Sender: linux-kernel-owner@vger.kernel.org
Precedence: bulk
List-ID: <linux-kernel.vger.kernel.org>
X-Mailing-List: linux-kernel@vger.kernel.org

On Mon, 25 May 2020 at 10:02, Vincent Guittot
<vincent.guittot@linaro.org> wrote:
>
> On Thu, 21 May 2020 at 10:28, Oliver Sang <oliver.sang@intel.com> wrote:
> >
> > On Wed, May 20, 2020 at 03:04:48PM +0200, Vincent Guittot wrote:
> > > On Thu, 14 May 2020 at 19:09, Vincent Guittot
> > > <vincent.guittot@linaro.org> wrote:
> > > >
> > > > Hi Oliver,
> > > >
> > > > On Thu, 14 May 2020 at 16:05, kernel test robot <oliver.sang@intel.com> wrote:
> > > > >
> > > > > Hi Vincent Guittot,
> > > > >
> > > > > Below report FYI.
> > > > > Last year, we actually reported an improvement "[sched/fair] 0b0695f2b3:
> > > > > vm-scalability.median 3.1% improvement" on link [1].
> > > > > but now we found the regression on pts.compress-gzip.
> > > > > This seems align with what showed in "[v4,00/10] sched/fair: rework the CFS
> > > > > load balance" (link [2]), where showed the reworked load balance could have
> > > > > both positive and negative effect for different test suites.

> _WHAT IS EXPECTED_:
Answer these questions about the email thread:
1. What address does the X-Mailing-List header give?
2. By what percentage did vm-scalability.median improve in last year's report?
3. On which test was the new regression found?
The records that follow have no connection to the text.

> _INFORMATION SHOWN_:
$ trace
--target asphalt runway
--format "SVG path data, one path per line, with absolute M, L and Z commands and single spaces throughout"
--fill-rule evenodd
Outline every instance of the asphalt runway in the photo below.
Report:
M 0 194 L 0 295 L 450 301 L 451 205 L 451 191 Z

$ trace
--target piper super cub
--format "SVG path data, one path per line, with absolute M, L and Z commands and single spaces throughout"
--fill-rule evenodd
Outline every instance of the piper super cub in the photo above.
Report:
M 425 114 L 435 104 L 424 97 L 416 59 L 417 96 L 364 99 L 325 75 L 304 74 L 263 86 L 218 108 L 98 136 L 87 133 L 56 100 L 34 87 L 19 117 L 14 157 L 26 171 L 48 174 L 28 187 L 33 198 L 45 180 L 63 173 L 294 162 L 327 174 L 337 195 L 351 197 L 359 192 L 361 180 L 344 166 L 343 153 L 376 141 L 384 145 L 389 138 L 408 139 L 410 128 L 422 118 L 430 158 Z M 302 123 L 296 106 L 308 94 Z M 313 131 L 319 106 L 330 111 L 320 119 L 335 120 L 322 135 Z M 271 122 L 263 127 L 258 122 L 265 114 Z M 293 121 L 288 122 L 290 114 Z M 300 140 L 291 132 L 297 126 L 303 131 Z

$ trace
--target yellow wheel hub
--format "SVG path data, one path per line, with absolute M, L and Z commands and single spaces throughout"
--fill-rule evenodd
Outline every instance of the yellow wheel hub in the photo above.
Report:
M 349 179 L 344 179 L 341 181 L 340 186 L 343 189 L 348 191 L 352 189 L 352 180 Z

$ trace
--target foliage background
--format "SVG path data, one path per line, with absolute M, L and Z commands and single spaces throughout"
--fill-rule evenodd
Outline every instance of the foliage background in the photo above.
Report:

> _ANSWER TO THIS TASK_:
1. linux-kernel@vger.kernel.org
2. 3.1%
3. pts.compress-gzip